Monday, December 17, 2012

Monsters in Swaddling Clothes

               

      The blackness of Hell was all about me. The sorrows of the world encompassed me. I was like one gone down into a pit. Hope had forsaken me. I was that mother whose child had been slain. I was the mother who had borne the monster who had done it. I was even that monster, feeling in my own heart every abomination.
Dorothy Day, on her time spent in prison

The word "monster" derives from the Latin monstrum, an aberrant occurrence, usually biological, that was taken as a sign that something was wrong within the natural order.  Wikipedia


     Last night I had a conversation with 2 of my older children and my husband. If Adam Lanza had not killed himself, what would we do with him? They said he should die. One said he should be shot, as he shot others. None of them felt it was fair for him to live. I argued that he had to be mentally ill, and therefore we needed to know what moved him to his acts of inconceivable violence. We cannot help others with these issues until we know more about them. Adam was after all, someone's baby. He himself had been an innocent kindergartner at one time. Even so, they said, he was not a baby anymore. Maybe lethal injection was more appropriate. But he should not live in prison. We shouldn't have to pay for him to eat and have a bed.

PROVIDED INFORMATION =
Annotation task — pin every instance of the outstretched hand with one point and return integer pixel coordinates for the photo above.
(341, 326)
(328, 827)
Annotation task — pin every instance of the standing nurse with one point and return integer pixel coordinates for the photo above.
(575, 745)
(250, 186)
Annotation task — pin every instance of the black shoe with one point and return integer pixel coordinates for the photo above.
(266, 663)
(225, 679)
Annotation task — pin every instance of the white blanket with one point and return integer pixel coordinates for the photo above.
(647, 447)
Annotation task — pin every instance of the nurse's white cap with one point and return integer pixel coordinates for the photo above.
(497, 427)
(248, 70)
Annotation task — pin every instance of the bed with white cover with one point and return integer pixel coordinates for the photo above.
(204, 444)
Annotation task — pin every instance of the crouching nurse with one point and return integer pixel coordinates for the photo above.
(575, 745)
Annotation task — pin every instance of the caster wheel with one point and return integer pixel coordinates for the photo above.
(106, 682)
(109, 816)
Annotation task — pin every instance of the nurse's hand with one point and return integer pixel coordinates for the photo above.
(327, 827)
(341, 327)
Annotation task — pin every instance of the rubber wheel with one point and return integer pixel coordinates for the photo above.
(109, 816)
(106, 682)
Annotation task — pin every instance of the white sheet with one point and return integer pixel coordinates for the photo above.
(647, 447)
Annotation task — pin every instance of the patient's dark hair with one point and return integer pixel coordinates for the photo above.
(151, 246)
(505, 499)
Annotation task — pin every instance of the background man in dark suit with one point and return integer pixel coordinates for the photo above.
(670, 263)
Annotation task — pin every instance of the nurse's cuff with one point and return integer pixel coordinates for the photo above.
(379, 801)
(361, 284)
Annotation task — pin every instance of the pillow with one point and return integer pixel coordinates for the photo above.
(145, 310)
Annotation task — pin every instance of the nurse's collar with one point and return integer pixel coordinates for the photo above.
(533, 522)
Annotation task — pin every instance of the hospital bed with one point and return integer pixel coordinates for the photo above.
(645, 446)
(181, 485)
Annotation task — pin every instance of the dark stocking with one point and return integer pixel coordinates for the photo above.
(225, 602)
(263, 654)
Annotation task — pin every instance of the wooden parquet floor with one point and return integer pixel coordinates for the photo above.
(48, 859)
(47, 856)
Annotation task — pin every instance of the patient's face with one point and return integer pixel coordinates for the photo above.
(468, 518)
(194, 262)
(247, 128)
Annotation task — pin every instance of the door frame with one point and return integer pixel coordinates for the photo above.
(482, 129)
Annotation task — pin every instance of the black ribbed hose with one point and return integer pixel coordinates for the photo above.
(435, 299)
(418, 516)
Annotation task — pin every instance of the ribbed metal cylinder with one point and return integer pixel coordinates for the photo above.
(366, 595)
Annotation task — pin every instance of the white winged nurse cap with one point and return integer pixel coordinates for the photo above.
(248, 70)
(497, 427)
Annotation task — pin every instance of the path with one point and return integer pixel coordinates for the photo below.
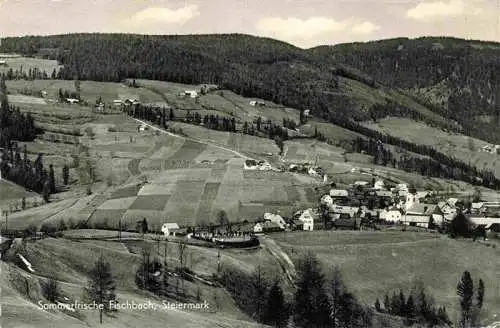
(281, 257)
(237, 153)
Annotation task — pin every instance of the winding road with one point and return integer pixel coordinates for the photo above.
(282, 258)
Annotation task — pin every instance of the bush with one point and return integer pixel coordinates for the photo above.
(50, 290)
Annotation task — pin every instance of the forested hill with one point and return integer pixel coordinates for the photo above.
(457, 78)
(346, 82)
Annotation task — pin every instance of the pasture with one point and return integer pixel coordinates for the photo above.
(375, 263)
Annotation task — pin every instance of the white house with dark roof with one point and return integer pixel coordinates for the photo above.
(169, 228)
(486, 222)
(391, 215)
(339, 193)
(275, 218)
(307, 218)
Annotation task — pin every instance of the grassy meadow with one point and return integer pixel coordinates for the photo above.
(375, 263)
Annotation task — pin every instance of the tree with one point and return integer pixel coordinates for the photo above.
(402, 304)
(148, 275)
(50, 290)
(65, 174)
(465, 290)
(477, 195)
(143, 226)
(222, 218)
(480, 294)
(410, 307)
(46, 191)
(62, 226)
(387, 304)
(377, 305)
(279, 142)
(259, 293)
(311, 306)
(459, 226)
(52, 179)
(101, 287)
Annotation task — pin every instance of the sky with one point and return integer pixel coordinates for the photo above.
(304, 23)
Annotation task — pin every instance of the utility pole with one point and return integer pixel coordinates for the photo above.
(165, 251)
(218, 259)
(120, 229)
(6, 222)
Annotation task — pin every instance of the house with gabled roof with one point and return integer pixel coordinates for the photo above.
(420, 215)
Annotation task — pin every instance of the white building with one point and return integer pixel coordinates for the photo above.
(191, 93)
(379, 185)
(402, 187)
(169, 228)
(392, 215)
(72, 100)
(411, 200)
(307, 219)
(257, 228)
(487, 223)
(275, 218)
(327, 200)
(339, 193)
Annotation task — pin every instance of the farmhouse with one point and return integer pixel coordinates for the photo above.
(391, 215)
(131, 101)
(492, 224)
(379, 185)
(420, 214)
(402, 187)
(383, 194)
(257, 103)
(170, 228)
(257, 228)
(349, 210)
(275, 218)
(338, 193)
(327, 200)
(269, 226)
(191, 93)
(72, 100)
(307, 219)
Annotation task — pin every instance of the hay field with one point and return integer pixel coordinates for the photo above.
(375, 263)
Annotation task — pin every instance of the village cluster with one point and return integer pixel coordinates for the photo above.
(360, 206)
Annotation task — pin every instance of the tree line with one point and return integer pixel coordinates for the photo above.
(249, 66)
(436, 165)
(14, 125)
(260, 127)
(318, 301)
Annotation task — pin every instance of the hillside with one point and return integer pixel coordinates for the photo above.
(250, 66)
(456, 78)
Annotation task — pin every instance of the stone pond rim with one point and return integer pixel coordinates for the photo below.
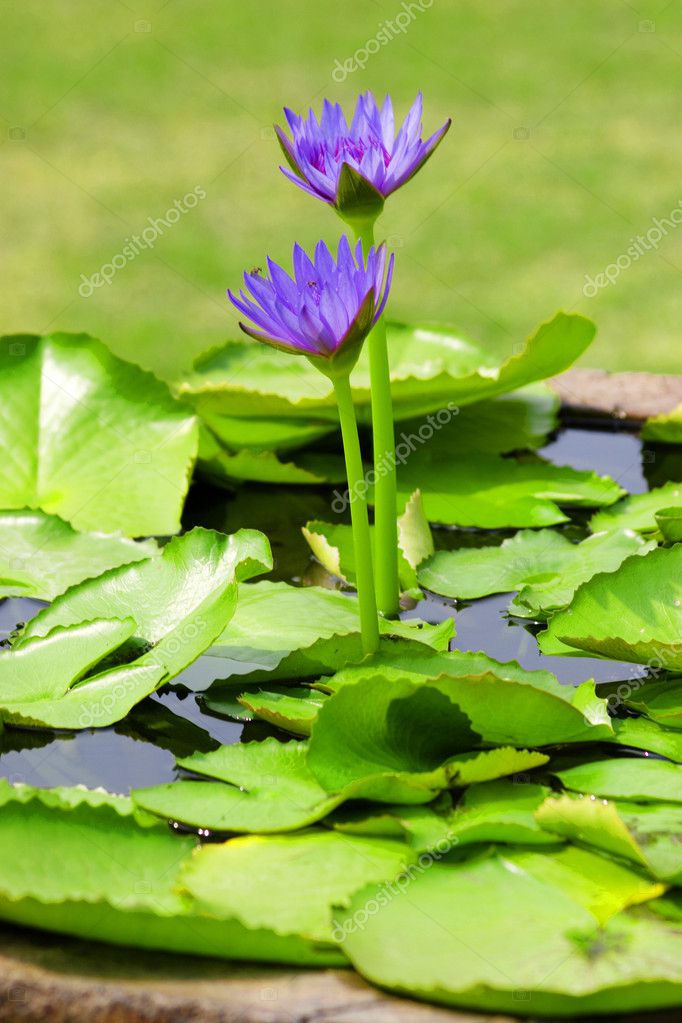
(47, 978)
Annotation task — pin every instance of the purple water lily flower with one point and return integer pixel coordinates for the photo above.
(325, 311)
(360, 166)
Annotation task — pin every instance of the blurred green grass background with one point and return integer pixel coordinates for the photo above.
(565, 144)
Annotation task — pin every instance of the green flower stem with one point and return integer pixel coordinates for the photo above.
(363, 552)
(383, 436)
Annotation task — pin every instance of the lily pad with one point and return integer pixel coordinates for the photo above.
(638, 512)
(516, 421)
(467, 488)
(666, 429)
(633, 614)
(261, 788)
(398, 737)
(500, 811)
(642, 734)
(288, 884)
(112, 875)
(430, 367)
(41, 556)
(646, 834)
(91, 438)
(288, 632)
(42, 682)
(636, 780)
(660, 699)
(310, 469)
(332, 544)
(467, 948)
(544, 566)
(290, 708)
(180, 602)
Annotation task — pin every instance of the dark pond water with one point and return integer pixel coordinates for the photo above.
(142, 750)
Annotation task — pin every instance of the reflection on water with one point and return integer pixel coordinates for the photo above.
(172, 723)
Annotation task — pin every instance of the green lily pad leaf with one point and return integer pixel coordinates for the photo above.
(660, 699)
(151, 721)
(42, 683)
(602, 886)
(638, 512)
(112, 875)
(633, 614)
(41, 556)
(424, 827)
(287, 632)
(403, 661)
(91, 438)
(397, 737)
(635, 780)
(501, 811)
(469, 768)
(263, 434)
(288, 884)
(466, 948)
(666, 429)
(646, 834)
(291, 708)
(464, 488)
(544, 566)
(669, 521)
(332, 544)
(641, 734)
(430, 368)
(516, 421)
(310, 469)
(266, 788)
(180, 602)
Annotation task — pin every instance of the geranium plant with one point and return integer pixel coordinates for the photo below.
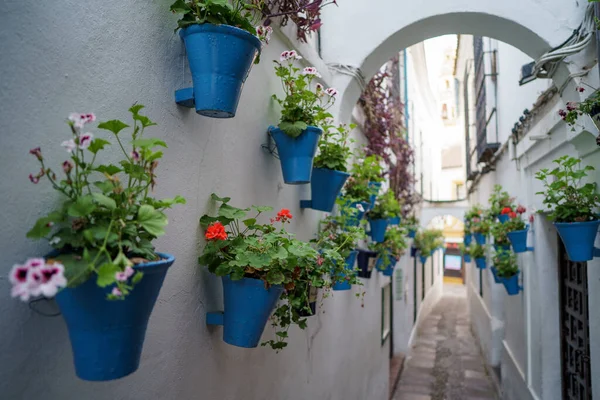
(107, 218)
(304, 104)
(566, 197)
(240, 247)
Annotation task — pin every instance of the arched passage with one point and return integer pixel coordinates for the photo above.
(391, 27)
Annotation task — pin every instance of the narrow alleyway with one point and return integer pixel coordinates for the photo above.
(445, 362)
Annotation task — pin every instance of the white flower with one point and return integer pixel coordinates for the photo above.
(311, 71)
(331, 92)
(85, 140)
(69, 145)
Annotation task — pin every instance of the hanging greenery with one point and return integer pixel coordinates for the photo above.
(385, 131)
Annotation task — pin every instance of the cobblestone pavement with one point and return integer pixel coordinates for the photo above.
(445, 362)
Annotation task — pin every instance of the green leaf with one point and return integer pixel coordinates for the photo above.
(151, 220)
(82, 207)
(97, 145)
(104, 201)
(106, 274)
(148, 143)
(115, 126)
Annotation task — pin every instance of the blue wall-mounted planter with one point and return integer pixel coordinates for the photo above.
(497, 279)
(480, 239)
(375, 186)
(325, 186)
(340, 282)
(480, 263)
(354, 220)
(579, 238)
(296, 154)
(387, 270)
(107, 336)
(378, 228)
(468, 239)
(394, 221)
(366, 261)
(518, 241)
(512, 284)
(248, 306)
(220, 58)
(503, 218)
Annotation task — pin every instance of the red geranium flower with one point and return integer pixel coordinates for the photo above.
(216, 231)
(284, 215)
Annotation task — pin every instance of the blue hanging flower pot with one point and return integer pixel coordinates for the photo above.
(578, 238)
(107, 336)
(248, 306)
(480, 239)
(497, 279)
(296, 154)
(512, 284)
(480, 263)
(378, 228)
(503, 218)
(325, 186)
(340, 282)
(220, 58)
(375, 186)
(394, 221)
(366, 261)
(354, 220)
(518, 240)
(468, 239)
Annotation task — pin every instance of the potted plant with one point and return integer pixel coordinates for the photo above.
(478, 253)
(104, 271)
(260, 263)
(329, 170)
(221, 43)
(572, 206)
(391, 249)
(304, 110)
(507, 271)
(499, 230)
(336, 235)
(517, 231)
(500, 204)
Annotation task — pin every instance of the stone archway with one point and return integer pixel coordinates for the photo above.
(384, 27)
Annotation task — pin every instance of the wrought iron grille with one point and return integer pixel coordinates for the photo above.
==
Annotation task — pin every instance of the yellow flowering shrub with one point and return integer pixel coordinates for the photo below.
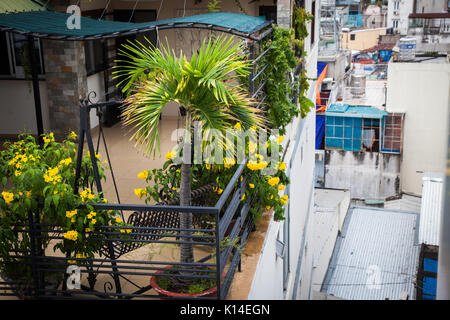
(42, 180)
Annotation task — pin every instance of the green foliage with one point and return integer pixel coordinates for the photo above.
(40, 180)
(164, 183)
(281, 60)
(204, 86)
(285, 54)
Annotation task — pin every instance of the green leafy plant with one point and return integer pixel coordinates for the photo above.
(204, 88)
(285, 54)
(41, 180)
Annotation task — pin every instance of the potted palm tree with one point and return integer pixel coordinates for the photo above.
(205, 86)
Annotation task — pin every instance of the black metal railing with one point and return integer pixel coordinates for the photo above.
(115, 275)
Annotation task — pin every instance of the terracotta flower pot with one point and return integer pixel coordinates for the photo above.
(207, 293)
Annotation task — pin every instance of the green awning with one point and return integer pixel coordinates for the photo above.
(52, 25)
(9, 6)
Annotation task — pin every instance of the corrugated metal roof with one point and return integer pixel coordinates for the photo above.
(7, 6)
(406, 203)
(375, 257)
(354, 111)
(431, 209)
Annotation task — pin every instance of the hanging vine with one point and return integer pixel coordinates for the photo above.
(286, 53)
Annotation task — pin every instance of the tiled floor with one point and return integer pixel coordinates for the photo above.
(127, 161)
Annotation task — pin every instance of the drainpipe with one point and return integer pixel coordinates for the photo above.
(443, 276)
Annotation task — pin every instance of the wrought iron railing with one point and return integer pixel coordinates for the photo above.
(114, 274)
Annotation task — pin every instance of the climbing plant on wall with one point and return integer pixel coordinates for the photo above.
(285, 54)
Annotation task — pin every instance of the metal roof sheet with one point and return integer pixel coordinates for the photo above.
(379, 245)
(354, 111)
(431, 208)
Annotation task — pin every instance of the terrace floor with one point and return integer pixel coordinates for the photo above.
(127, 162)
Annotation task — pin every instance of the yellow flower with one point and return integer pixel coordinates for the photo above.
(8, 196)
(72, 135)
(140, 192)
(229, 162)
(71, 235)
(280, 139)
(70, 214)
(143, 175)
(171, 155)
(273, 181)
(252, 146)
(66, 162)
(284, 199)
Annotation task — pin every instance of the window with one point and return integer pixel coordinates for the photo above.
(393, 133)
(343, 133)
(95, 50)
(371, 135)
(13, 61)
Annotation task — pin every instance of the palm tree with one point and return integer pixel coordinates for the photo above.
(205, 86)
* * *
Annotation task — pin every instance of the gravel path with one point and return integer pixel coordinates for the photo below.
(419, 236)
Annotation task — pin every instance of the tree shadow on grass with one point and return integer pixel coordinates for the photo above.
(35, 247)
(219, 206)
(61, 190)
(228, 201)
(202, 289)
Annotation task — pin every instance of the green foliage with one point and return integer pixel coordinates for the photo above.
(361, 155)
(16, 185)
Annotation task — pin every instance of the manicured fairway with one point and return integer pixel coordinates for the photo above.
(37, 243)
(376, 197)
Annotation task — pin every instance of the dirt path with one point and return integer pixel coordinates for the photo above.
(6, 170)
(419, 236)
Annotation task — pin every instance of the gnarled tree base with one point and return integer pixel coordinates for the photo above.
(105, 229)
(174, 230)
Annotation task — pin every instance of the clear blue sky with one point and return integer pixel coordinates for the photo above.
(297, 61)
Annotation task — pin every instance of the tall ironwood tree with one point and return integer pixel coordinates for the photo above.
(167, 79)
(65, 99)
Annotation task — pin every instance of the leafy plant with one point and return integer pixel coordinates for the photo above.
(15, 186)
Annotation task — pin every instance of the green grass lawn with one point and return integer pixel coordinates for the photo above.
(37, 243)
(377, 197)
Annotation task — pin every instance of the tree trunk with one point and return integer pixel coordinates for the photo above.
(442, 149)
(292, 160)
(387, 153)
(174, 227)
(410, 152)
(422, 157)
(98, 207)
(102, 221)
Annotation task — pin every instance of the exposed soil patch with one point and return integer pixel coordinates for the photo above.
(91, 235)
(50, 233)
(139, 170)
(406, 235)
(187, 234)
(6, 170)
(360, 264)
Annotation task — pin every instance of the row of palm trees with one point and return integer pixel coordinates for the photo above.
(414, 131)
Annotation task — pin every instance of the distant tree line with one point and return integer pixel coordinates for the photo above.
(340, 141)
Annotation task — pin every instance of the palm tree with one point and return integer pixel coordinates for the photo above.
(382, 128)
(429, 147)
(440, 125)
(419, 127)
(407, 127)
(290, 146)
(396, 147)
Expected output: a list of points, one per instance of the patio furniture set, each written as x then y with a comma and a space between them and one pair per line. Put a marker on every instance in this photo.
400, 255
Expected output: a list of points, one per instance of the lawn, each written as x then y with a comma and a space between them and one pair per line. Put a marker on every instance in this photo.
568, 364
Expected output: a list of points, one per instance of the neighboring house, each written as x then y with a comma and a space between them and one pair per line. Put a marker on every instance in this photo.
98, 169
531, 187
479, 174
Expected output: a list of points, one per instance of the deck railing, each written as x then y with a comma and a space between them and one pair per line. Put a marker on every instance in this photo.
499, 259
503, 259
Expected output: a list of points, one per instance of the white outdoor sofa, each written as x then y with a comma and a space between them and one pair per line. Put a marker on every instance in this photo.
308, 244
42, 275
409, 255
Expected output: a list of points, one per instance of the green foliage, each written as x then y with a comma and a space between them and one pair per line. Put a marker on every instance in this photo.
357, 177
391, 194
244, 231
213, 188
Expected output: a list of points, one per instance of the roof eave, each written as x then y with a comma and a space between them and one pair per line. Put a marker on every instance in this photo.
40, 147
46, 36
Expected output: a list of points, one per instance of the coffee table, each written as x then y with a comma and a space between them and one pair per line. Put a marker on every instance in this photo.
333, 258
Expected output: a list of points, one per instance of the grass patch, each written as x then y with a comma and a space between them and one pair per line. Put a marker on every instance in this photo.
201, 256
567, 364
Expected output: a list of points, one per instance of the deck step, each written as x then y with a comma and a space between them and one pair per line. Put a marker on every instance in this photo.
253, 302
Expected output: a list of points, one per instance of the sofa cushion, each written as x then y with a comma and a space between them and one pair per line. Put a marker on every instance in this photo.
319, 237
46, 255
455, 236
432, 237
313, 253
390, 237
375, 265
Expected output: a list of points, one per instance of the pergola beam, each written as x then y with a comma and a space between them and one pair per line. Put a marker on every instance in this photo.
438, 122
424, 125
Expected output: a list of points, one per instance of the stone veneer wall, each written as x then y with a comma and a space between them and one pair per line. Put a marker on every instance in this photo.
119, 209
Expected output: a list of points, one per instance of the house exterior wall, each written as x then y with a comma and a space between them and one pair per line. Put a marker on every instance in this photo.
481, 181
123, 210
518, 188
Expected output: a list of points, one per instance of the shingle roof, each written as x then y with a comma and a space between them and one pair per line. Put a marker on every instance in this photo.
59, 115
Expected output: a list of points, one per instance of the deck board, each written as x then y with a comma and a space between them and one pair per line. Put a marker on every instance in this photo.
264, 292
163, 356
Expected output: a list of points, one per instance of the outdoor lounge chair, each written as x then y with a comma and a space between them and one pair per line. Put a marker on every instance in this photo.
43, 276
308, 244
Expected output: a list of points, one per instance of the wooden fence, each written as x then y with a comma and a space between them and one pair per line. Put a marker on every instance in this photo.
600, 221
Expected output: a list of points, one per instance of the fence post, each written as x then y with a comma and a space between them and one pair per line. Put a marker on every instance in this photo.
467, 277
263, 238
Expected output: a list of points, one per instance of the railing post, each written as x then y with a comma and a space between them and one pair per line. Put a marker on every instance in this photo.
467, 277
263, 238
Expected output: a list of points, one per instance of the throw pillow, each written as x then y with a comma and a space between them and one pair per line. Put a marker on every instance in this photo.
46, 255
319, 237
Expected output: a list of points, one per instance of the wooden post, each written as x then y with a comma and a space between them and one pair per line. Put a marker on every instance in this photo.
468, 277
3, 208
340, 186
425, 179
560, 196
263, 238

TASK STATEMENT = Write out the passage of the "Monsters in Swaddling Clothes" post between "Monsters in Swaddling" and "heart every abomination.", inclusive.

SOLVED EXERCISE =
Monsters in Swaddling Clothes

               

      The blackness of Hell was all about me. The sorrows of the world encompassed me. I was like one gone down into a pit. Hope had forsaken me. I was that mother whose child had been slain. I was the mother who had borne the monster who had done it. I was even that monster, feeling in my own heart every abomination.